Near infrared spectroscopy of HED meteorites: Effects of viewing geometry and compositional variations

• Near infrared spectra of 24 HEDs acquired together with pyroxenes composition.
• Spectra characterized as a function of illumination and observation geometry.
• Calibrations of band position to pyroxene composition are evaluated.
• Determination of the pyroxene composition of Vesta iron-rich and iron-poor terrains.

The howardite, eucrite and diogenite (HED) meteorites are genetically related and represent the most voluminous group of achondrites. They are the closest analog materials to Vesta and V-type asteroids. Many of these meteorites were the focus of intense petrologic and visible to near infrared spectral studies. As ground-based and orbital observations of basaltic asteroids have increased, an improved understanding of HEDs is needed. For this study, we investigated 24 HED samples, mainly new finds from Northwest Africa (NWA). Visible to near infrared (up to 2.5 μm) spectral measurements under varying illumination and observation geometries were acquired for 4 samples. Phase reddening and bluing (i.e., increase and decrease in spectral slope) is observed for the visible slope as phase angle increase. Monotonic phase reddening can occur for the near infrared slope as phase angle increase. Non-systematic changes with phase angle are found for the Band Area Ratio parameter. At phase angles higher than ∼60°, the decrease of reflectance and decrease of pyroxene bands depth are undistinguishable from admixture of low albedo material to HED samples. To assess the precision of empirical equations relating spectral properties and composition, the pyroxenes, feldspar, and olivine chemistry of the samples was determined. Using previous calibrations, systematic overestimations of the ferrosilite (Fs) and wollastonite (Wo) contents are found, especially in the 15–40 Fs range. To overcome such discrepancies, a new set of empirical equations is proposed. For an application of the new calibration, we selected two compositional end-member areas on Vesta on the basis of their iron content. For the iron-poor terrain we found an average pyroxene composition of Fs30Wo5 and for the iron-rich terrain an average of Fs47Wo14.

------

- EXERCISE REQUIREMENTS
(1) Reproduce the stretch of the HED meteorite abstract from "Near infrared spectroscopy" through "and observation geometry.".
(2) Answer from the HED meteorite abstract:
(a) How many HED samples were investigated?
(b) For how many samples were spectra acquired under varying illumination and observation geometries?
(c) What average pyroxene composition was found for the iron-rich terrain on Vesta?
The lines that come next are taken from a separate source.

- DATASET SECTION
------

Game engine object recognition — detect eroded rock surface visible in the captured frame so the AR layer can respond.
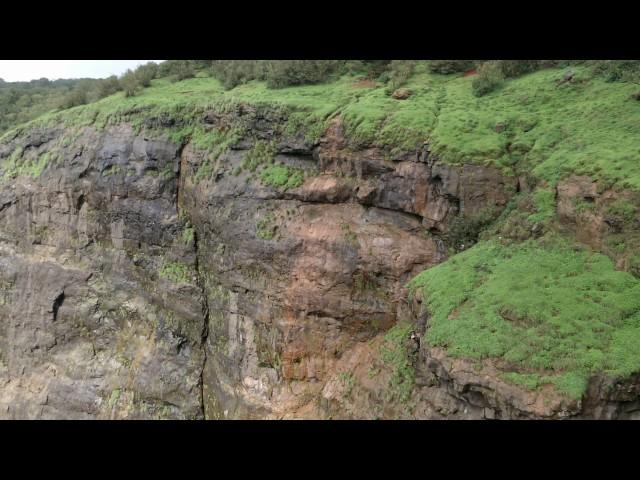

------

- EXERCISE ANSWERS
(1)
Near infrared spectroscopy of HED meteorites: Effects of viewing geometry and compositional variations

• Near infrared spectra of 24 HEDs acquired together with pyroxenes composition.
• Spectra characterized as a function of illumination and observation geometry.

(2)
(a) 24
(b) 4
(c) Fs47Wo14